## Dokumen
Morfologi merupakan suatu cabang linguistik yang mempelajari tentang
susunan kata atau pembentukan kata. Menurut Ralibi (dalam Mulyana, 2007:5),
7
secara etimologis istilah morfologi berasal dari bahasa Yunani, yaitu berasal dari
gabungan kata morphe yang berarti „bentuk‟, dan logos yang artinya „ilmu‟. Chaer
(2008: 3) berpendapat bahwa morfologi merupakan ilmu bentuk-bentuk dan
pembentukannya.
Pada kamus linguistik (Kridalaksana, 2008:159), pengertian morfologi
adalah bidang linguistik yang mempelajari morfem dan kombinasi-kombinasinya
atau bagian dari struktur bahasa yang mencakup kata dan bagian-bagian kata yaitu
morfem. Nurhayati dan Siti Mulyani (2006:62), menyatakan morfologi adalah
ilmu yang membicarakan kata dan proses pengubahannya. Berbagai pengertian
morfologi tersebut menjadi acuan peneliti dalam mendefinisikan arti morfologi
yaitu sebagai bagian dari ilmu bahasa yang mempelajari seluk-beluk kata meliputi
pembentukan atau perubahannya, yang mencakup kata dan bagian-bagian kata
atau morfem.

## Daftar Data
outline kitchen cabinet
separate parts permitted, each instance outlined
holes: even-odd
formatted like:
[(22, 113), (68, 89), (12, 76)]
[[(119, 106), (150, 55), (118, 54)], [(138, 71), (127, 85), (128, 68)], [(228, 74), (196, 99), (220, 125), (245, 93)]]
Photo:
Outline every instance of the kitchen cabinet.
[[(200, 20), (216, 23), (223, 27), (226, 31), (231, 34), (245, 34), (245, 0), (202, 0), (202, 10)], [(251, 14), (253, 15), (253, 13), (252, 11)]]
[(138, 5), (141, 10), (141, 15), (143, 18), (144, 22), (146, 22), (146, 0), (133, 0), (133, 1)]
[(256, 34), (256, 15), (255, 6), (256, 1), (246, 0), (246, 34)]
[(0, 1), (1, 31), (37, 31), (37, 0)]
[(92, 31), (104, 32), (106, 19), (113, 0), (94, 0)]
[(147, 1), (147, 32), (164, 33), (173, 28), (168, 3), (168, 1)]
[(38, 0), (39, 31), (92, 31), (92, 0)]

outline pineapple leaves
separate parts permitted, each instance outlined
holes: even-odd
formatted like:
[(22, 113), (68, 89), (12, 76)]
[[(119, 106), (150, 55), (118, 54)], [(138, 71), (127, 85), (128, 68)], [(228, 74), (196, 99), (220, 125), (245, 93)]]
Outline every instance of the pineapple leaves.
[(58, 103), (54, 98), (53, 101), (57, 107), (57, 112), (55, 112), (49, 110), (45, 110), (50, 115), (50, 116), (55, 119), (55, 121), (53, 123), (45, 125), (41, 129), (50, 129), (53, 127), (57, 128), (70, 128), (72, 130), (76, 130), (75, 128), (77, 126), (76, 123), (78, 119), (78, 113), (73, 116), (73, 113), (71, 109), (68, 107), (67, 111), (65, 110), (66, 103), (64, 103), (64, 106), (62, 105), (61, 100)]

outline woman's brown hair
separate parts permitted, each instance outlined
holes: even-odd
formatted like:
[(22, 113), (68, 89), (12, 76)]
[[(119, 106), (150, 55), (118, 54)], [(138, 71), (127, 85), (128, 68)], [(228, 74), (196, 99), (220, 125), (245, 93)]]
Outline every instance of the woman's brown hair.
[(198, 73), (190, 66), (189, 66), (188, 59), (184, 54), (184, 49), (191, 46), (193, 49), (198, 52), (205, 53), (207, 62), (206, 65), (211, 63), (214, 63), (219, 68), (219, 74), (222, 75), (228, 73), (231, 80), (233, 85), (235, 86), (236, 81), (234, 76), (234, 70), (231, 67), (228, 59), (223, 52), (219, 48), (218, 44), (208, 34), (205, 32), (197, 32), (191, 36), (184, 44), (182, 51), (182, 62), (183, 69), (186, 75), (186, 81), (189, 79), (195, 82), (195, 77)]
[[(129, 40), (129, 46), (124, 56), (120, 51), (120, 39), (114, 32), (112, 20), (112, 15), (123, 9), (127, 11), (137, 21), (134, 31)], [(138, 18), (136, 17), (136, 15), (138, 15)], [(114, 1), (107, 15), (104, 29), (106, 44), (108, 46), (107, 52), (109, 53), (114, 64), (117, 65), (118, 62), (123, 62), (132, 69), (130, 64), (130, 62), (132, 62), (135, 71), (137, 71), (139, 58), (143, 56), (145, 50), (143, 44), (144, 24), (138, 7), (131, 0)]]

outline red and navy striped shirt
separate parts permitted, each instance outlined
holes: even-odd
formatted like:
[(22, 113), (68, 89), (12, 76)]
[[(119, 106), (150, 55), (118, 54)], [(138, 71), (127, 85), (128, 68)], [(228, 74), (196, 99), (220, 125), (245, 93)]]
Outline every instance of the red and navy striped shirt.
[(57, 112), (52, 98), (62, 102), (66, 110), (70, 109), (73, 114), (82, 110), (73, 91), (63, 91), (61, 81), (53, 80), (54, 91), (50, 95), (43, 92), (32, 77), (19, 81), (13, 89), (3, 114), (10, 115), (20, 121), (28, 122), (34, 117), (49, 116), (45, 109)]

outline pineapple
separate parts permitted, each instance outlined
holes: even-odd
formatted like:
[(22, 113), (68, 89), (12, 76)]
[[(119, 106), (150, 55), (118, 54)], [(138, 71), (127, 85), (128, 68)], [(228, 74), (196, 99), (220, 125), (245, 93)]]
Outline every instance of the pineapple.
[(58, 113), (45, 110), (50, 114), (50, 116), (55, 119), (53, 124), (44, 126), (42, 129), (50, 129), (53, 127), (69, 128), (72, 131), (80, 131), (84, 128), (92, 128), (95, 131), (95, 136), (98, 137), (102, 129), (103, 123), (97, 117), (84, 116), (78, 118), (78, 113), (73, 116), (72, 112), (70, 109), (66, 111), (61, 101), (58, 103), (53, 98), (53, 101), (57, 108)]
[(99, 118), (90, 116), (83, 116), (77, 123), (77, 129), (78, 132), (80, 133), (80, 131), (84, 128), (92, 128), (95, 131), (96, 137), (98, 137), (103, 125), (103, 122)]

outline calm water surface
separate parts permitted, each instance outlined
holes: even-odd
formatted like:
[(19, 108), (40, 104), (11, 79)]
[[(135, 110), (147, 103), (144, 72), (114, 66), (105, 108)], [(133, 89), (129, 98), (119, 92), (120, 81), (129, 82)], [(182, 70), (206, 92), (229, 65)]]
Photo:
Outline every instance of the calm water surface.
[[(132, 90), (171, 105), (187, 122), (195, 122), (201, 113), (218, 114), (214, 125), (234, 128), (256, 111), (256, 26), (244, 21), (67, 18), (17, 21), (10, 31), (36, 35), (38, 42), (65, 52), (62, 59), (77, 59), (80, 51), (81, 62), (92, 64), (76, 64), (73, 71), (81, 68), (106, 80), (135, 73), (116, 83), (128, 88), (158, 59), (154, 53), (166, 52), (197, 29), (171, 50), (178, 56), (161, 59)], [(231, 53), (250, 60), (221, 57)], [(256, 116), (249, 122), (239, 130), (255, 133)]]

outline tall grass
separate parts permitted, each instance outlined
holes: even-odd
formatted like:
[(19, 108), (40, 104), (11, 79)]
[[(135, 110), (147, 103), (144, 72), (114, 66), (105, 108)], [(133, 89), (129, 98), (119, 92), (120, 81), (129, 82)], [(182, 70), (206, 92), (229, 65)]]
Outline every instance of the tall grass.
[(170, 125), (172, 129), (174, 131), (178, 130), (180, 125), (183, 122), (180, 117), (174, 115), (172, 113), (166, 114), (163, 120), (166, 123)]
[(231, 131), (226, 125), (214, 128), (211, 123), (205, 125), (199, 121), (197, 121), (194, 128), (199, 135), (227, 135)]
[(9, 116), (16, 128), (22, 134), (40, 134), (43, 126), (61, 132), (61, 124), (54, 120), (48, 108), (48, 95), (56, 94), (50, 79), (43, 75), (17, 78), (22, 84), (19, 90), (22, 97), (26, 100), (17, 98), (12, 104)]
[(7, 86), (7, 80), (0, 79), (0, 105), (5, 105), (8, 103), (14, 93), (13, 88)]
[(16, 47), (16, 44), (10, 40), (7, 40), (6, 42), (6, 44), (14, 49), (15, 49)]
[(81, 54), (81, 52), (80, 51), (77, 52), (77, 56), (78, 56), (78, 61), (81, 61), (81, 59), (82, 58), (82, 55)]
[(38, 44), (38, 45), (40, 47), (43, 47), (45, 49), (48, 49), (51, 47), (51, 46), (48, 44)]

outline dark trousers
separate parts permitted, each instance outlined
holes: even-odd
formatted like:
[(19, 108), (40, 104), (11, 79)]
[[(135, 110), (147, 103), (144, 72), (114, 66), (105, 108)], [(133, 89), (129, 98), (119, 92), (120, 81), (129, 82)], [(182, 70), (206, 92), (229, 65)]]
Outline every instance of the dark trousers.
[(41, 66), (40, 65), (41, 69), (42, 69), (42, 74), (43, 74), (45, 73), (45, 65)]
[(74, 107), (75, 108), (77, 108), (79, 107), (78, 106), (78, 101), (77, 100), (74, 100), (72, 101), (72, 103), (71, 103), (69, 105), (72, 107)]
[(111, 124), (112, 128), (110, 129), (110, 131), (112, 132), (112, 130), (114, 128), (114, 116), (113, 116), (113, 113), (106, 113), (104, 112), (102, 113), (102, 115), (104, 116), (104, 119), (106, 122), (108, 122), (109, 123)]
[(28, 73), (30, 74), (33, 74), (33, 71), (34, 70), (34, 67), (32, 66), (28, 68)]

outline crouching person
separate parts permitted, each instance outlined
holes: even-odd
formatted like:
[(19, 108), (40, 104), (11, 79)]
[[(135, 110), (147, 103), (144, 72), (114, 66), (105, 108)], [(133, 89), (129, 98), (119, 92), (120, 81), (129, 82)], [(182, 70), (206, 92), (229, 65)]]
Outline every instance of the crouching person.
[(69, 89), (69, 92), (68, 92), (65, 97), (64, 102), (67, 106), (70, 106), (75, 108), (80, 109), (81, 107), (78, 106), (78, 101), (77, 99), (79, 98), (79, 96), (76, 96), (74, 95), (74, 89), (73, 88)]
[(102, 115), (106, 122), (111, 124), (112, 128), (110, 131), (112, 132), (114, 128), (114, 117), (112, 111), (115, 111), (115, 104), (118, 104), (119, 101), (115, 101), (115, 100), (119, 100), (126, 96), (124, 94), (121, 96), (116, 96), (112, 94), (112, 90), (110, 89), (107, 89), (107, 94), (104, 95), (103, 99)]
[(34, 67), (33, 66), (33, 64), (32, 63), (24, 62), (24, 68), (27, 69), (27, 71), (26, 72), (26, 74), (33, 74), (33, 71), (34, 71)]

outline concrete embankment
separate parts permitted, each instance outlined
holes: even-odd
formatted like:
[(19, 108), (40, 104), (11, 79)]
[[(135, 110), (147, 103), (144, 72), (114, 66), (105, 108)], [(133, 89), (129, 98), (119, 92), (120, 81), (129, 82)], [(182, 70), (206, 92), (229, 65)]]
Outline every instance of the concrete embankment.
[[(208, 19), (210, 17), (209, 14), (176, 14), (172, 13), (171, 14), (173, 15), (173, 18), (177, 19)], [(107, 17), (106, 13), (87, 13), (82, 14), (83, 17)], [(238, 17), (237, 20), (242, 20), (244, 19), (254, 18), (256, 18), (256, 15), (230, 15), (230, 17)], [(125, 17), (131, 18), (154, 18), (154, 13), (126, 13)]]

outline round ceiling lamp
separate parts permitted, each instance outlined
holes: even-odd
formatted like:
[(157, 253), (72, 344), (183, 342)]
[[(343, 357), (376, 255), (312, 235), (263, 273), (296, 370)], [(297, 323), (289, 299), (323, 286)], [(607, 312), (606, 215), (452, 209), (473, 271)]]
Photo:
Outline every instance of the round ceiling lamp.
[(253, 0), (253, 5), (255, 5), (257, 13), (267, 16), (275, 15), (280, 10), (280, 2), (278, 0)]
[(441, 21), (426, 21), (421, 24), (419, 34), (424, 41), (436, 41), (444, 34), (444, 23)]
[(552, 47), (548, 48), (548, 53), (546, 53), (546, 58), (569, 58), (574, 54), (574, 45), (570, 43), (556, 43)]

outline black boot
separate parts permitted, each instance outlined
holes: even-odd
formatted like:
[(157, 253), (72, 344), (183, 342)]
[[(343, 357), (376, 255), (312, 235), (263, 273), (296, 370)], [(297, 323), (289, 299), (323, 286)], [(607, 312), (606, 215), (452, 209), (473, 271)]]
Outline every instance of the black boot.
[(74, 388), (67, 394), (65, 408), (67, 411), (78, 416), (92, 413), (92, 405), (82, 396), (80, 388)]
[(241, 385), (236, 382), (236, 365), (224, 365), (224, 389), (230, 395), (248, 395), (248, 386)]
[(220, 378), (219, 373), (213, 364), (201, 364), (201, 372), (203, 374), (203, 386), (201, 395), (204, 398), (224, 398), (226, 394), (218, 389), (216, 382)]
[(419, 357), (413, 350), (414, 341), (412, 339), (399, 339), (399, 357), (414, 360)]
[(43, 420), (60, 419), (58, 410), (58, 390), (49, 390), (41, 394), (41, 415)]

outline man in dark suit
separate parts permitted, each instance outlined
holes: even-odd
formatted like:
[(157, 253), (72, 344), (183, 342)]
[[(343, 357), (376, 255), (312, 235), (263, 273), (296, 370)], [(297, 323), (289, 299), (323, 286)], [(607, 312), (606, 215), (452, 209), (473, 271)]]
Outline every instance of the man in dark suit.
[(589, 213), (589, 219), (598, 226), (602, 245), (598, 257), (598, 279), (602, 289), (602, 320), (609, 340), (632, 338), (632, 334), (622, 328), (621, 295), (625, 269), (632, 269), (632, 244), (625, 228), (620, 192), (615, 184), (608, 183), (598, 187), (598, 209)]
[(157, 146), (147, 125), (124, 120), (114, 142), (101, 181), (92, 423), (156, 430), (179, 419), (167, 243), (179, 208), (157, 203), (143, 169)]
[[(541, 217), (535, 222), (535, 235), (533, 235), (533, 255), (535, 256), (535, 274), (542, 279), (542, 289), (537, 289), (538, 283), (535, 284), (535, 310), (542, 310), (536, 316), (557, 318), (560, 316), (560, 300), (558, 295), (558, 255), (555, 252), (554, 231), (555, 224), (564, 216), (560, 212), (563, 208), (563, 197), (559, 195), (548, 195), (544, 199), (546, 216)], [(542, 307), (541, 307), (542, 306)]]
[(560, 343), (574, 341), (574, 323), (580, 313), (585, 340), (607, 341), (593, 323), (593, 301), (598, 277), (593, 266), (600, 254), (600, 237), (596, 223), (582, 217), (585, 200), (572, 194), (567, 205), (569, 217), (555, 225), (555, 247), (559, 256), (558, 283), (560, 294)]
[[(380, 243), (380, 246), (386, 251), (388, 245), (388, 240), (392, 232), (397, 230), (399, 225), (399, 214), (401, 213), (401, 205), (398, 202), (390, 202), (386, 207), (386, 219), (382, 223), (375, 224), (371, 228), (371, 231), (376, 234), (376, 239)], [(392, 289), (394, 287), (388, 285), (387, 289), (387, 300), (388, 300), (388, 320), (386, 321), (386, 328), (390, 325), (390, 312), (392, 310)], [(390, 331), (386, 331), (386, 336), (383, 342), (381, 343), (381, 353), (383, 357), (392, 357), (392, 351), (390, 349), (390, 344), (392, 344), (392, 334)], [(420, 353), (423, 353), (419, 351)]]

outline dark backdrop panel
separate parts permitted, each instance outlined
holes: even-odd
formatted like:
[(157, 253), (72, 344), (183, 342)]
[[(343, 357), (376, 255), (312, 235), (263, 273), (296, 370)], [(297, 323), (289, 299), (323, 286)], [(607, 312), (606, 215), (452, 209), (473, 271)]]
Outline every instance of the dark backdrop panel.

## Tugas yang Dikerjakan
1/ Ganti "peneliti" dengan "penulis" pada bagian dokumen tentang morfologi mulai dari "Pada kamus linguistik" sampai dengan "atau morfem.", lalu tuliskan bagian tersebut.
2/ Tuliskan ulang baris-baris daftar tanpa perubahan, mulai dari baris pertama daftar sampai dengan baris yang memuat "[(38, 0), (39, 31), (92, 31), (92, 0)]".
Dokumen dan daftar ini diambil dari sumber yang berlainan.

## Jawaban per Tugas
1/
Pada kamus linguistik (Kridalaksana, 2008:159), pengertian morfologi
adalah bidang linguistik yang mempelajari morfem dan kombinasi-kombinasinya
atau bagian dari struktur bahasa yang mencakup kata dan bagian-bagian kata yaitu
morfem. Nurhayati dan Siti Mulyani (2006:62), menyatakan morfologi adalah
ilmu yang membicarakan kata dan proses pengubahannya. Berbagai pengertian
morfologi tersebut menjadi acuan penulis dalam mendefinisikan arti morfologi
yaitu sebagai bagian dari ilmu bahasa yang mempelajari seluk-beluk kata meliputi
pembentukan atau perubahannya, yang mencakup kata dan bagian-bagian kata
atau morfem.

2/
outline kitchen cabinet
separate parts permitted, each instance outlined
holes: even-odd
formatted like:
[(22, 113), (68, 89), (12, 76)]
[[(119, 106), (150, 55), (118, 54)], [(138, 71), (127, 85), (128, 68)], [(228, 74), (196, 99), (220, 125), (245, 93)]]
Photo:
Outline every instance of the kitchen cabinet.
[[(200, 20), (216, 23), (223, 27), (226, 31), (231, 34), (245, 34), (245, 0), (202, 0), (202, 10)], [(251, 14), (253, 15), (253, 13), (252, 11)]]
[(138, 5), (141, 10), (141, 15), (143, 18), (144, 22), (146, 22), (146, 0), (133, 0), (133, 1)]
[(256, 34), (256, 15), (255, 6), (256, 1), (246, 0), (246, 34)]
[(0, 1), (1, 31), (37, 31), (37, 0)]
[(92, 31), (104, 32), (106, 19), (113, 0), (94, 0)]
[(147, 1), (147, 32), (164, 33), (173, 28), (168, 3), (168, 1)]
[(38, 0), (39, 31), (92, 31), (92, 0)]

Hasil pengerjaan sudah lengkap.